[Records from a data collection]
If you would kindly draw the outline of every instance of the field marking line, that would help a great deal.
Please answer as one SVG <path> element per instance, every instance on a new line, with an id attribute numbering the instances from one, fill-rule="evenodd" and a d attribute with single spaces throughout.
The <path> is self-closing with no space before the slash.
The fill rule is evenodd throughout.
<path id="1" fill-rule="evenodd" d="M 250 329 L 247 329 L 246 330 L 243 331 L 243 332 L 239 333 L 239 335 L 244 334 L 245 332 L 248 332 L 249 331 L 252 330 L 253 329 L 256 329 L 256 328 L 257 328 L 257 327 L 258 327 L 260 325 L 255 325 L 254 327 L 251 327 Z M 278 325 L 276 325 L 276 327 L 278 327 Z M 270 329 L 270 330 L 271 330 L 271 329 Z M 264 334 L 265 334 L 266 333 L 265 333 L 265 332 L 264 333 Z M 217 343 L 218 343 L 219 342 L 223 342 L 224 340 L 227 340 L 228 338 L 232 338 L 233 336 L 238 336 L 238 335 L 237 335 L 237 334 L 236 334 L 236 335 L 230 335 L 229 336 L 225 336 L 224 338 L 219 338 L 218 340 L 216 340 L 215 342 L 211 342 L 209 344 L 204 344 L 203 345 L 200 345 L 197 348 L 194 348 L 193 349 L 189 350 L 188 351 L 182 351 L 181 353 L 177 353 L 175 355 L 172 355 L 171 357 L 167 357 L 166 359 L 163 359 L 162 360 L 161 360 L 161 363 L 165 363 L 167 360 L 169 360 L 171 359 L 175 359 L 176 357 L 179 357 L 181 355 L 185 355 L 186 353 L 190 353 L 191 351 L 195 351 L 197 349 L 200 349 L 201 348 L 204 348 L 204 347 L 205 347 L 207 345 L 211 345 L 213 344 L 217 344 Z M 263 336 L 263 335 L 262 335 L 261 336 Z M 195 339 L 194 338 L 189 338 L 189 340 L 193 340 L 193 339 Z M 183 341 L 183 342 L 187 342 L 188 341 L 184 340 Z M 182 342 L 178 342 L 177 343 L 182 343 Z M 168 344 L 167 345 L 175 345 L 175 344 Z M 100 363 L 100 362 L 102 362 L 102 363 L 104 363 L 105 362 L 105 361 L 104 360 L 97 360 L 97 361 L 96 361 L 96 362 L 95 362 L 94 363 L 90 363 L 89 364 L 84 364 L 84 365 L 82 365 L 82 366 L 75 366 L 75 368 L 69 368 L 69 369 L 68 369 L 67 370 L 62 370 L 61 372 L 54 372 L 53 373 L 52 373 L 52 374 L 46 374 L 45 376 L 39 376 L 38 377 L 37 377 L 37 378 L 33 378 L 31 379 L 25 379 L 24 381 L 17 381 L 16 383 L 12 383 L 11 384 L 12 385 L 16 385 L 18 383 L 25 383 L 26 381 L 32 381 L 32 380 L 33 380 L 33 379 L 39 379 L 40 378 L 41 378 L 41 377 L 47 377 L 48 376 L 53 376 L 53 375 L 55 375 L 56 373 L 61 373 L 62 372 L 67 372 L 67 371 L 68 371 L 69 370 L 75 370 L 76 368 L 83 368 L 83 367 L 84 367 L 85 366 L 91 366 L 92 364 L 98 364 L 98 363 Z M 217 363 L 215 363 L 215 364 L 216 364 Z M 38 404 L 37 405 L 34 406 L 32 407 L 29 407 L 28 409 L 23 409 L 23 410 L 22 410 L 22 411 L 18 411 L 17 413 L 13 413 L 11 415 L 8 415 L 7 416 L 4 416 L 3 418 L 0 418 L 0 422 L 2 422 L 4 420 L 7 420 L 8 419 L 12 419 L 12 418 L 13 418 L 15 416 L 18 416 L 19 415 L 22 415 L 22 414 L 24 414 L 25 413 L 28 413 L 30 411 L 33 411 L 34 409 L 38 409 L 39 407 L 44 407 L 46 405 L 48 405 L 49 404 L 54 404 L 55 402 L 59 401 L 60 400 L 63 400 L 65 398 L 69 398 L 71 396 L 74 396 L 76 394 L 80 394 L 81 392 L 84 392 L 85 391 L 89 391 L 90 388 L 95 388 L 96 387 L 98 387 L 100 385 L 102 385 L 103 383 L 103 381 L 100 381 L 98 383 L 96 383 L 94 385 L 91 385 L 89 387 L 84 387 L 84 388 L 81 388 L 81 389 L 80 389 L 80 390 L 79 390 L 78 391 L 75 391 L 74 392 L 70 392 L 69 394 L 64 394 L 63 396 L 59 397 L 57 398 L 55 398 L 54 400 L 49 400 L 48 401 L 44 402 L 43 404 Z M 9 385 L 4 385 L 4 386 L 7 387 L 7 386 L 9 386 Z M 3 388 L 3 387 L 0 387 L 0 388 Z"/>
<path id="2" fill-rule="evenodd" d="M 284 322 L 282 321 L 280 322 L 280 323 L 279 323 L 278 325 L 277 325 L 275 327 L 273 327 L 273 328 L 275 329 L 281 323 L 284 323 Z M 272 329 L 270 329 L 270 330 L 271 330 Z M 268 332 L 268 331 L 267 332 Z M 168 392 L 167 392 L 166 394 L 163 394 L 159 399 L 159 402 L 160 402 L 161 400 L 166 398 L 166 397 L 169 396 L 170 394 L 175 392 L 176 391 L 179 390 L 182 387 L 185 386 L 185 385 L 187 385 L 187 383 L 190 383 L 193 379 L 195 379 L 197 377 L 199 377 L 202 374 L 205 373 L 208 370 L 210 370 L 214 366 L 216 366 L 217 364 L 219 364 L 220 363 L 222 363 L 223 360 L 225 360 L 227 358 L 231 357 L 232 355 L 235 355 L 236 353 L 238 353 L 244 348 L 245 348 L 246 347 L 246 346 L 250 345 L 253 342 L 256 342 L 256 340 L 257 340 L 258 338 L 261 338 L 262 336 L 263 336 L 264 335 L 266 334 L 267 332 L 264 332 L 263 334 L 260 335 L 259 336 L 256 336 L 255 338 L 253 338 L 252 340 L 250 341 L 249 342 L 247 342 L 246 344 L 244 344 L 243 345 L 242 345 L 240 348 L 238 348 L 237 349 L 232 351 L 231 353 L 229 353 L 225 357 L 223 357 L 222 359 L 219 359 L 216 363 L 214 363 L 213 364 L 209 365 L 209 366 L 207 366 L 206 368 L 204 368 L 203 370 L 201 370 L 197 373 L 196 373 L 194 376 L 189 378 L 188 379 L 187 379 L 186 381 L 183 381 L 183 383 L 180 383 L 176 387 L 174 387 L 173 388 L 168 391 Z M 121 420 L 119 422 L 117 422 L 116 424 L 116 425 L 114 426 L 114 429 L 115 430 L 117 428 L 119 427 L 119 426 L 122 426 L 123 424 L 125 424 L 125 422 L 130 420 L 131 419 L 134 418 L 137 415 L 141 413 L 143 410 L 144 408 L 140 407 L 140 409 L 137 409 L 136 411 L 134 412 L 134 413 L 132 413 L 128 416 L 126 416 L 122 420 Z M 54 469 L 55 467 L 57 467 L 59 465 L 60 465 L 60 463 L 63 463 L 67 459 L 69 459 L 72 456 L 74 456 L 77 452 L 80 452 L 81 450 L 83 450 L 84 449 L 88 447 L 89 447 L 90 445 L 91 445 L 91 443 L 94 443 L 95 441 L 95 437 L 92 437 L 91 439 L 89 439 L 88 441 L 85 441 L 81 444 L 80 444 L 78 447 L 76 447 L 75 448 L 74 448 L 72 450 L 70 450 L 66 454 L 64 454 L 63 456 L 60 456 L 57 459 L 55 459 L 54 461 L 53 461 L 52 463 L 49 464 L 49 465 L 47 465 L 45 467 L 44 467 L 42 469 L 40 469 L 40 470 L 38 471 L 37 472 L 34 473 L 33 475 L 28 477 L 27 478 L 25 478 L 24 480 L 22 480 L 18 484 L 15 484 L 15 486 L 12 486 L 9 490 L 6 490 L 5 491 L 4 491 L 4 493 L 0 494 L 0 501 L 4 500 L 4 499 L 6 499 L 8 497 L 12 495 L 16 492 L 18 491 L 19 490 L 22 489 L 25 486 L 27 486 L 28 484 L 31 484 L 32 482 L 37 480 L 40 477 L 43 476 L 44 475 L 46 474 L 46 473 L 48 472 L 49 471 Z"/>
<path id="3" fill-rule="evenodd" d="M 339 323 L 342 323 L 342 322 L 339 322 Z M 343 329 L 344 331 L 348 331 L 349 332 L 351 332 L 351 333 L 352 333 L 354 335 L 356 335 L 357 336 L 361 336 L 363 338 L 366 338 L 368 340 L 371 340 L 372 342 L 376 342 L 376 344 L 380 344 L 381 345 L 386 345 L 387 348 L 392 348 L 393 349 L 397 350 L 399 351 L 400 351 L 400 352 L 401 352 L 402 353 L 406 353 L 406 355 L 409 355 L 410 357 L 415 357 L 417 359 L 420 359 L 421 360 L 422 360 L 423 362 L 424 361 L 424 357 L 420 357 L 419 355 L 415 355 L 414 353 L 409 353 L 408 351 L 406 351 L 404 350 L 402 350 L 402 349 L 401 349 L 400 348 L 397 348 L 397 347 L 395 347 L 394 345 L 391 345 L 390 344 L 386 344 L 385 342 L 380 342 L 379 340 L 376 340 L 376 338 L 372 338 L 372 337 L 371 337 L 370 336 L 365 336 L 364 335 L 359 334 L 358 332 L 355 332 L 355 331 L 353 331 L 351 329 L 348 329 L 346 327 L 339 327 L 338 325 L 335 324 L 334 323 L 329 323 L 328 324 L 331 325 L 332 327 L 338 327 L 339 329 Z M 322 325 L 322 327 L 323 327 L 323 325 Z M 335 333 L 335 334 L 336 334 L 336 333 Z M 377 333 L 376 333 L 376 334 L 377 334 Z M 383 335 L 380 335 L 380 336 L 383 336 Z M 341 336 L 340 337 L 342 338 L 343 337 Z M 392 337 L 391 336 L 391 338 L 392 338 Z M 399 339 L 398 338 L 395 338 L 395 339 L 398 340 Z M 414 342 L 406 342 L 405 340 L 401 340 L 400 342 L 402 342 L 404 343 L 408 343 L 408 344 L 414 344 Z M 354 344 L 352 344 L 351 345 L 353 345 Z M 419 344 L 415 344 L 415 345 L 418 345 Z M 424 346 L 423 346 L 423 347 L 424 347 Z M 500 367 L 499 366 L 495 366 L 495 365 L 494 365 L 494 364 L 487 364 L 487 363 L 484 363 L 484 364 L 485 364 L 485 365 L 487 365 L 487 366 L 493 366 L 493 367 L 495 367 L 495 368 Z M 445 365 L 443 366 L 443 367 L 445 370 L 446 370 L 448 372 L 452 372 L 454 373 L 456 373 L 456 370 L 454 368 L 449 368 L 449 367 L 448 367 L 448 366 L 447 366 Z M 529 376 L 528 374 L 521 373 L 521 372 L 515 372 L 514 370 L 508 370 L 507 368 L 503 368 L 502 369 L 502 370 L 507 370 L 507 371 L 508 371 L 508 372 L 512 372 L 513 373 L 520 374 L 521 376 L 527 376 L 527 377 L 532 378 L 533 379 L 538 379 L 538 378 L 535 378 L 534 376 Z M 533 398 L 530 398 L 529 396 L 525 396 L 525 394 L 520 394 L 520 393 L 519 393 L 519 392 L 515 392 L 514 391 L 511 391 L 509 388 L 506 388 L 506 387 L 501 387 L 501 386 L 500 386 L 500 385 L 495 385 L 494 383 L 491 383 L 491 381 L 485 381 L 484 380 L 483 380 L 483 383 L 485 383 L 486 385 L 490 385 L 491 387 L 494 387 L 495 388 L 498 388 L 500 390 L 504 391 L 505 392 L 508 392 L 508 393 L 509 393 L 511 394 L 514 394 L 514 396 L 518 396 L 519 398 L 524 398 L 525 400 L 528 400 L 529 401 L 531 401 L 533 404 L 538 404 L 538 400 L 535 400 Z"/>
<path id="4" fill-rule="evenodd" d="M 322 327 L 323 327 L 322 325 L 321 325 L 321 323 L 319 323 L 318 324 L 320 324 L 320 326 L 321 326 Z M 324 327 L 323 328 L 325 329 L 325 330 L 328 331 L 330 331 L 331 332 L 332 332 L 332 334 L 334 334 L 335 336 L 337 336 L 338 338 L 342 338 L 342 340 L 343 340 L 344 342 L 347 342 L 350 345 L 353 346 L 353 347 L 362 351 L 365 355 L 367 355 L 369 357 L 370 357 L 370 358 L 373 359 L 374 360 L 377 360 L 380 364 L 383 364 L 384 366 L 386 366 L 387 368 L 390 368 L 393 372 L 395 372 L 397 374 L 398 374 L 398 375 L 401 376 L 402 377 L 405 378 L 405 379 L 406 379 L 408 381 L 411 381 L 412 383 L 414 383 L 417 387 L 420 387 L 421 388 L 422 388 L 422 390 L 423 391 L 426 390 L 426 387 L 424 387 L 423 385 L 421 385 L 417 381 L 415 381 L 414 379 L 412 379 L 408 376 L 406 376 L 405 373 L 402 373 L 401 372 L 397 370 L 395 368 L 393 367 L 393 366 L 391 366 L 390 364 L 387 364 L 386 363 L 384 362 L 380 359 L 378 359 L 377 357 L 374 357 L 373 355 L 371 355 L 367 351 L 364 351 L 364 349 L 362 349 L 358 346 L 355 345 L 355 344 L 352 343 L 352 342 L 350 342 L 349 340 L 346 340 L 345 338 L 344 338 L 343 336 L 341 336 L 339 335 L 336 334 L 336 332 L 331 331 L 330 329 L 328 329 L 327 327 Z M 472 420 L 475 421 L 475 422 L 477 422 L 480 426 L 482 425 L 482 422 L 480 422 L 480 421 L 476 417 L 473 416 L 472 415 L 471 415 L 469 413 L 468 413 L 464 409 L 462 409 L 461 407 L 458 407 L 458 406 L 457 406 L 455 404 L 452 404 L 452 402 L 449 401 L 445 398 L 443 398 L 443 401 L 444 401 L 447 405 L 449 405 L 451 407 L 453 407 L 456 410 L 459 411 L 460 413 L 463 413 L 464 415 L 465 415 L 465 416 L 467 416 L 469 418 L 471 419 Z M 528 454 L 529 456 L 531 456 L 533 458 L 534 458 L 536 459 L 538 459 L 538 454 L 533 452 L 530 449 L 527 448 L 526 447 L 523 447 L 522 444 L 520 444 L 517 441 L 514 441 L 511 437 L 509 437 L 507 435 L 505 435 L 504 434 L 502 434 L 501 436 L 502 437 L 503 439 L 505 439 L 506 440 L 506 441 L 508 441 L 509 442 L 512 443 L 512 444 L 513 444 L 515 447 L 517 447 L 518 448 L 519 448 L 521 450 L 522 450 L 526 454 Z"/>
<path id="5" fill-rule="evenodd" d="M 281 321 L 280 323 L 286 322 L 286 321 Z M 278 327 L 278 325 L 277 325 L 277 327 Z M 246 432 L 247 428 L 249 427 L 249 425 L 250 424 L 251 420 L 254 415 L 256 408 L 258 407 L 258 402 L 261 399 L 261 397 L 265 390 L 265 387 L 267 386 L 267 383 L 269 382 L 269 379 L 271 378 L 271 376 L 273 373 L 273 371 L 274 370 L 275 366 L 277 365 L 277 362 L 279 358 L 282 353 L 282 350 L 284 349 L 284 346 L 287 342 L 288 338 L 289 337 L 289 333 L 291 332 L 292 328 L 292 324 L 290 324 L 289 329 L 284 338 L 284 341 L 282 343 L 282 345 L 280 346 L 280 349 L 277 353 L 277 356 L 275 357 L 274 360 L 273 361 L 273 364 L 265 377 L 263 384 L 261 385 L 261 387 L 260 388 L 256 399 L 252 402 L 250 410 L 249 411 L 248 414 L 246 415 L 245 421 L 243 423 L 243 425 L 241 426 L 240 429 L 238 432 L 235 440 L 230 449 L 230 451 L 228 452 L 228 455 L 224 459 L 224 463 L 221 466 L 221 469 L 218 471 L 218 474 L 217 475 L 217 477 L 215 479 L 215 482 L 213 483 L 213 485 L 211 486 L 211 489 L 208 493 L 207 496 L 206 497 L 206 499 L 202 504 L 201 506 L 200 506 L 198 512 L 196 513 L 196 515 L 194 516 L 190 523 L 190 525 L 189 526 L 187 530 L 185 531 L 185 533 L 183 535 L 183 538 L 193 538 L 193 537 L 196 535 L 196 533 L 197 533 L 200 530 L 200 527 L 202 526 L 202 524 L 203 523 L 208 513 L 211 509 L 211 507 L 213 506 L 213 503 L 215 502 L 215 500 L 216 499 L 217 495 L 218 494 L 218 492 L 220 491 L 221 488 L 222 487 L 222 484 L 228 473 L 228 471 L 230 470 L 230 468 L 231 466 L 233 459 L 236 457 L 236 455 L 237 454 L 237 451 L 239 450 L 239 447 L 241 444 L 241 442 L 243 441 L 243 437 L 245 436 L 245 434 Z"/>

...

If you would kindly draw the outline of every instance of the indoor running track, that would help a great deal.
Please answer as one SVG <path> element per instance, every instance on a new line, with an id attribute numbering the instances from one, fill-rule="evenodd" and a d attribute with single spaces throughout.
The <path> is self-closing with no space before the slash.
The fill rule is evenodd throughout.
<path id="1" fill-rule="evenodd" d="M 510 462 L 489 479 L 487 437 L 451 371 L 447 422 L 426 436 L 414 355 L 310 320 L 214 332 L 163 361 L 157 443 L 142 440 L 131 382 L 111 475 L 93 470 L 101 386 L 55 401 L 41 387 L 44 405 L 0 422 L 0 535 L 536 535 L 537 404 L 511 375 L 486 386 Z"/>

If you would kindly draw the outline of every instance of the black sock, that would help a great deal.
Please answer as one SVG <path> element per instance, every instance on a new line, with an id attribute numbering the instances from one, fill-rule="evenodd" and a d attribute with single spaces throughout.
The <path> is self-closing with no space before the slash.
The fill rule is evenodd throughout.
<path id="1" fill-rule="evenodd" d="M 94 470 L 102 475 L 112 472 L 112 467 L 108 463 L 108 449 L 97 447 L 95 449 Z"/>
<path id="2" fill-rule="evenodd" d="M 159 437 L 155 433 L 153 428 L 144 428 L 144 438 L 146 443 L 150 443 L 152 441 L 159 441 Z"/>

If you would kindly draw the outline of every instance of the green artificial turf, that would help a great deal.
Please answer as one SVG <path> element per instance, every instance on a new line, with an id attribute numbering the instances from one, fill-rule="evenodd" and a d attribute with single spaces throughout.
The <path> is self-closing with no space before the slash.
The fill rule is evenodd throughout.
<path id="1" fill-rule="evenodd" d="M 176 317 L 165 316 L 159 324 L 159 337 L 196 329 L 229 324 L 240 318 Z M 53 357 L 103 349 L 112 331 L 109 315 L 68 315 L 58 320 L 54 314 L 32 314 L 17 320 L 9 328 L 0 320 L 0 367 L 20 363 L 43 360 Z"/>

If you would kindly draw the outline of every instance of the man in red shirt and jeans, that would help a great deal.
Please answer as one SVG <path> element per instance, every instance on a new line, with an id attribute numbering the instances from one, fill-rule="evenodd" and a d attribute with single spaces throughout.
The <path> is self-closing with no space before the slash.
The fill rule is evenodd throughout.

What needs to be done: Convert the records above, from the line containing "sock, that would help a great deal." through the line containing "159 437 L 155", into a Markdown table with the columns Number and Record line. Include both of those lines, give each remaining line its own numbered row, and omit blank lines.

Completed exercise:
| Number | Record line |
|---|---|
| 1 | If you would kindly draw the outline of every instance of the black sock, that would help a great deal. |
| 2 | Please answer as one SVG <path> element per instance, every instance on a new line, with an id attribute numbering the instances from one, fill-rule="evenodd" and a d attribute with single spaces throughout. |
| 3 | The <path> is self-closing with no space before the slash. |
| 4 | The fill rule is evenodd throughout. |
| 5 | <path id="1" fill-rule="evenodd" d="M 94 470 L 102 475 L 112 472 L 112 467 L 108 463 L 108 449 L 97 447 L 95 449 Z"/> |
| 6 | <path id="2" fill-rule="evenodd" d="M 159 437 L 155 433 L 153 428 L 144 428 L 144 438 L 146 443 L 150 443 L 152 441 L 159 441 Z"/> |